- **Description of the task**: Please select every line of the material below that contains the string "Guideline", and copy each such line. Case counts.

- **Supplied records**:
+-------+

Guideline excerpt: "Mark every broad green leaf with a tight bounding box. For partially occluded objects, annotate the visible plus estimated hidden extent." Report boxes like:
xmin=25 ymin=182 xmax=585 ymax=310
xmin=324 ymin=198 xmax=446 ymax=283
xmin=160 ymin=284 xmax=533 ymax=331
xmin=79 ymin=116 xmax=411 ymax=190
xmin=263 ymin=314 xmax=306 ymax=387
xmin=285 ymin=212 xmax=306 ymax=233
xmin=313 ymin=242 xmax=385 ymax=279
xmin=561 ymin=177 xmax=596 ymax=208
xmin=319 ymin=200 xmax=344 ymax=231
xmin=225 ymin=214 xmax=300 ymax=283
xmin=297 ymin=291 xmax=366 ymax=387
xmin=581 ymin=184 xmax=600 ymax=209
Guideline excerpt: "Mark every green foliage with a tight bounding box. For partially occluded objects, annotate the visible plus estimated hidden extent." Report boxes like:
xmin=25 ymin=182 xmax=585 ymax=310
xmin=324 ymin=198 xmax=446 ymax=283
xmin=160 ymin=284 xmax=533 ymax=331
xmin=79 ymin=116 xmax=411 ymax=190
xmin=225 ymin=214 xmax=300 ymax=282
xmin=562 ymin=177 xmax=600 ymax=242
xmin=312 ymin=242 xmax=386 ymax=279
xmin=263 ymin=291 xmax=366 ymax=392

+-------+

- **Result for this task**:
Guideline excerpt: "Mark every broad green leaf with a tight bounding box. For partially occluded objects, annotate the visible plus estimated hidden extent." Report boxes like:
Guideline excerpt: "Mark every green foliage with a tight bounding box. For partially occluded objects, annotate the visible plus estimated hidden extent." Report boxes like:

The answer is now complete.